_YOUR OBJECTIVE:_
Only lines holding "fence" are needed; copy each of them from the data below.

__________

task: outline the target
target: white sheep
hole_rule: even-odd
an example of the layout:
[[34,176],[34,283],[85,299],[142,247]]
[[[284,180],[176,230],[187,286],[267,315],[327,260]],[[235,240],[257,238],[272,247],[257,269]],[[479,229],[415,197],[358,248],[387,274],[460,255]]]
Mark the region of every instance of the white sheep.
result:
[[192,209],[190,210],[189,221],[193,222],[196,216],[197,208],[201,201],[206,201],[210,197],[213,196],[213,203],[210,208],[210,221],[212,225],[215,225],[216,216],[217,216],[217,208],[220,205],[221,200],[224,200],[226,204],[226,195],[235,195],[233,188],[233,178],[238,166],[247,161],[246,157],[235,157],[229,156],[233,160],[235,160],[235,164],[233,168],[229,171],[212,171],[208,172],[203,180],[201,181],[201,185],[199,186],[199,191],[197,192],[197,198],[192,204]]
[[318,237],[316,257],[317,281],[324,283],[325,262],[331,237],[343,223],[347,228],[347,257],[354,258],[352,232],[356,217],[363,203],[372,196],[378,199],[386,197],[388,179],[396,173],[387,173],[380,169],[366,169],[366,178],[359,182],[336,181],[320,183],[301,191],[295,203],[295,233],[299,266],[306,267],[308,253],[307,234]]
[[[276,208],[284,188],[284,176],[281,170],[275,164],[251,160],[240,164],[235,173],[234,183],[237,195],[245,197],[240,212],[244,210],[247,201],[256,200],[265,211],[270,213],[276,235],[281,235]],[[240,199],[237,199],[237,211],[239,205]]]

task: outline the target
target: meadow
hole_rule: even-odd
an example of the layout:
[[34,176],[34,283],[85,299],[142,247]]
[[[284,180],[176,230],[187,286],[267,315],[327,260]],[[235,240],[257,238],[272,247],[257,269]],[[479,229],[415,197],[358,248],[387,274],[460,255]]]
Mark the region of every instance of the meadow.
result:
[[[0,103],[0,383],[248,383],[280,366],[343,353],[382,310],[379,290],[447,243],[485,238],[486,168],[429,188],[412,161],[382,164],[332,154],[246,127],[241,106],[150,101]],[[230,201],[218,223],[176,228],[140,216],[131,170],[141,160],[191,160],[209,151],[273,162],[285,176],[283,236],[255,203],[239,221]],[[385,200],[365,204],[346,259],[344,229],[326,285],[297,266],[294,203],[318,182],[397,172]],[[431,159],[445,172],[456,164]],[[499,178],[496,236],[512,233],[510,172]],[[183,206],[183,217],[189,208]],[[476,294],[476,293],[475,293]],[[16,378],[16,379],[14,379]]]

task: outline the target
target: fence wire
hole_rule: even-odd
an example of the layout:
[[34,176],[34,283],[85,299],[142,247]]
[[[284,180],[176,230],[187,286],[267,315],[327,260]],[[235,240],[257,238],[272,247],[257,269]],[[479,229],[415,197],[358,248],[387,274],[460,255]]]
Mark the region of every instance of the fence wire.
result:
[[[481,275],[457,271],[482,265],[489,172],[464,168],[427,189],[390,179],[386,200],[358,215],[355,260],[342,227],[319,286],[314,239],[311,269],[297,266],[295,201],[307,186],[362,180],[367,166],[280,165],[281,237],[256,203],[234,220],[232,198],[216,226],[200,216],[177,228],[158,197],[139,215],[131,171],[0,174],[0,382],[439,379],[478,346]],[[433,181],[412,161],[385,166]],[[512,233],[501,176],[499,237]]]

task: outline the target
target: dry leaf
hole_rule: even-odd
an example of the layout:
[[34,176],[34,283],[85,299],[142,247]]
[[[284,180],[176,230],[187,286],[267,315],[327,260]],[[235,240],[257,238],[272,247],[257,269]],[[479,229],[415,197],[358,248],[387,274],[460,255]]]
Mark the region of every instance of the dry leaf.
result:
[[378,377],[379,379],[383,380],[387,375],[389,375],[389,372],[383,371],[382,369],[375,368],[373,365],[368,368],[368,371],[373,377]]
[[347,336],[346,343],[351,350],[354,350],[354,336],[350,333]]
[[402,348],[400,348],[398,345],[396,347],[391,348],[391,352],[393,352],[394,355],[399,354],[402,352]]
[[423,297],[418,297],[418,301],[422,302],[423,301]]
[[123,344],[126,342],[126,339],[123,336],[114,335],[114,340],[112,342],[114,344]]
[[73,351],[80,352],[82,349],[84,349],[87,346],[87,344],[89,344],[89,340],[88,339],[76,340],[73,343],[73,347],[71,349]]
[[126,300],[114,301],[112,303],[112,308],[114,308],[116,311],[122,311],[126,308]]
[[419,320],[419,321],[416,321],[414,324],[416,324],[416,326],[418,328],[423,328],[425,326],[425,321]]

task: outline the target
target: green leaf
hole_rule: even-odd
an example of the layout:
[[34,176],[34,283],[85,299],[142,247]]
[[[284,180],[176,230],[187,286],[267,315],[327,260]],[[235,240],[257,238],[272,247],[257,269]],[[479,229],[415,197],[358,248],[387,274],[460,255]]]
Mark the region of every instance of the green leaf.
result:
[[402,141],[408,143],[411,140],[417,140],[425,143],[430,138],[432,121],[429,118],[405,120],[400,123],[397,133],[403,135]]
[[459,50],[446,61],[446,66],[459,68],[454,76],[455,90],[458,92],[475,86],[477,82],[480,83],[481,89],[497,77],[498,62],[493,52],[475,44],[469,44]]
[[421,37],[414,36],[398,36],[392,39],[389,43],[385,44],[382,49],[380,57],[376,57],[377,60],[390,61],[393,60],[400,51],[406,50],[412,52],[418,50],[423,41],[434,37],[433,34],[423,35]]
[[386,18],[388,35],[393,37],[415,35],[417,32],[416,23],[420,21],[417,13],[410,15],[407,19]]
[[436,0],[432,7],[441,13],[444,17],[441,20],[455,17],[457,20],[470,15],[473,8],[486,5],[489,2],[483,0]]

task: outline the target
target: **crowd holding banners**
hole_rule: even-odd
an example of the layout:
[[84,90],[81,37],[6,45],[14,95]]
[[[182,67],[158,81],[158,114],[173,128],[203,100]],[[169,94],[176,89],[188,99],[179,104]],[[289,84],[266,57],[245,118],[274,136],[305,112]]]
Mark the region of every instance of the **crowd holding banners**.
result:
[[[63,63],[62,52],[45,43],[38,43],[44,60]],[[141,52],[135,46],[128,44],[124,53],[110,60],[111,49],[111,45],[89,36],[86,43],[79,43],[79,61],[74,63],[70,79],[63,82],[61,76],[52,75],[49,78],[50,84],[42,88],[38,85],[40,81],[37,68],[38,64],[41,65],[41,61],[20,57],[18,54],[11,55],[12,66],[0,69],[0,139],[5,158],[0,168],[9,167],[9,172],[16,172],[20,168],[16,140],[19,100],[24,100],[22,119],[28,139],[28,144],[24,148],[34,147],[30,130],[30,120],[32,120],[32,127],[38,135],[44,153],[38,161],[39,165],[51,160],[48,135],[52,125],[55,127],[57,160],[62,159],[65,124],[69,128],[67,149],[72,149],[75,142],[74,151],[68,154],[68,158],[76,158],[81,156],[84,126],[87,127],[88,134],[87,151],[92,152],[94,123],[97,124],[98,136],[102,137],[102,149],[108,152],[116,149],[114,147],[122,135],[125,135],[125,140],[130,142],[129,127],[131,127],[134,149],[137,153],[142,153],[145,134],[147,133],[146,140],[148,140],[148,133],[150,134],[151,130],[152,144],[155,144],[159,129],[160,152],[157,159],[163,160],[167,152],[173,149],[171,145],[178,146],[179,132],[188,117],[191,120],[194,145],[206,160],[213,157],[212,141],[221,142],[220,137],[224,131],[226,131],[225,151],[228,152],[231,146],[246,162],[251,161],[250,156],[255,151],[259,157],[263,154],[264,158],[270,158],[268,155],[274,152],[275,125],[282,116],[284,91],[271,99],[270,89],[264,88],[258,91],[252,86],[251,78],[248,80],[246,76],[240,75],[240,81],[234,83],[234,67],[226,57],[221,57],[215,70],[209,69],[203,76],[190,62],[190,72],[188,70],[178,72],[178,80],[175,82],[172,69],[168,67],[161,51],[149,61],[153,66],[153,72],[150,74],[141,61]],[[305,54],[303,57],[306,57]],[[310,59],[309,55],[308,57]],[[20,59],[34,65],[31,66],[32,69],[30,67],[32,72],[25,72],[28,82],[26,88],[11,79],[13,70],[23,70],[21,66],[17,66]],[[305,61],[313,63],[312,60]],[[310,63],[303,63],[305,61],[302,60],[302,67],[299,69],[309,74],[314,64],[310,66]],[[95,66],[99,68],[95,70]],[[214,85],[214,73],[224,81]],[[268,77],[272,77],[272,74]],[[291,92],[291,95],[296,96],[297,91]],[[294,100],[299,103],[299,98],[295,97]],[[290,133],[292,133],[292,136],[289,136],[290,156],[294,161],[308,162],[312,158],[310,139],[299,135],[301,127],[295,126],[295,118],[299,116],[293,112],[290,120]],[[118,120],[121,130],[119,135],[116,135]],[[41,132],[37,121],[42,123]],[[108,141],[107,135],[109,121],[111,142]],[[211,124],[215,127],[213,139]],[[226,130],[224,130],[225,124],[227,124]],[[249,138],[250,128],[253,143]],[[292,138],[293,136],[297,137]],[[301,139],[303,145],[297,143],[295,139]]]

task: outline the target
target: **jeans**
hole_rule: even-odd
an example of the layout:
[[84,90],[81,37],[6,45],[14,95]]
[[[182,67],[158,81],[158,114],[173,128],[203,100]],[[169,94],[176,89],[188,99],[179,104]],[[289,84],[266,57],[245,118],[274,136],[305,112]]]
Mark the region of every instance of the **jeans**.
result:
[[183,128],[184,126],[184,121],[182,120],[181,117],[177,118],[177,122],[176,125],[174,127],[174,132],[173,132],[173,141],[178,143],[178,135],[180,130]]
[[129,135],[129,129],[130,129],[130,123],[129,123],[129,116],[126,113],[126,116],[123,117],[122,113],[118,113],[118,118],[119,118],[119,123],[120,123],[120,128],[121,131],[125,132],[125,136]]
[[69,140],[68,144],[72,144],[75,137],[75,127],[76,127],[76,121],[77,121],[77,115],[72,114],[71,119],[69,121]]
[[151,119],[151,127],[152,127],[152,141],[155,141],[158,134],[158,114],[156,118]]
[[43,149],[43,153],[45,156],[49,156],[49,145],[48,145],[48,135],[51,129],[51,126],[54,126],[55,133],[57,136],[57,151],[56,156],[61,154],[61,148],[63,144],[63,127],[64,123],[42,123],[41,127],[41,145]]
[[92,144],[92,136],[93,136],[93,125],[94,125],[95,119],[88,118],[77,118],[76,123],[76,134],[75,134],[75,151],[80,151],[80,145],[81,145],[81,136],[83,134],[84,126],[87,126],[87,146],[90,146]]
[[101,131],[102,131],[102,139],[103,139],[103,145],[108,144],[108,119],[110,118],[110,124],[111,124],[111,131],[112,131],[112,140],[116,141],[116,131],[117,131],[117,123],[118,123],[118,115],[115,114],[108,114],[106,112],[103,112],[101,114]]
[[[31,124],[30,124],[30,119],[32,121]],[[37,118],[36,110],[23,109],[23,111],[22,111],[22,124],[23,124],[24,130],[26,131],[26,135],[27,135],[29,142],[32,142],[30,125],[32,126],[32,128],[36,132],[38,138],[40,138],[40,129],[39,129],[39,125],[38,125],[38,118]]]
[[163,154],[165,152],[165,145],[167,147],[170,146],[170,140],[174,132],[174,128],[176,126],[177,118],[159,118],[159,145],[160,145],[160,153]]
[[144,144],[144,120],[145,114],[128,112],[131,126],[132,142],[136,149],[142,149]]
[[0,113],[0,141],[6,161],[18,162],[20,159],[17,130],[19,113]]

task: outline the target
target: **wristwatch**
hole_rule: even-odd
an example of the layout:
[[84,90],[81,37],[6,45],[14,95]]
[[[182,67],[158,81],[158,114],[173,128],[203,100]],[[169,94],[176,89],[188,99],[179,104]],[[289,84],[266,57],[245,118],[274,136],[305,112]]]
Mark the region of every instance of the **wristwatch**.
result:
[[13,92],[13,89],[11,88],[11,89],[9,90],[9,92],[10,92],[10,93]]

__________

_RESPONSE BELOW:_
target: fence wire
Mark the region of every instance of the fence wire.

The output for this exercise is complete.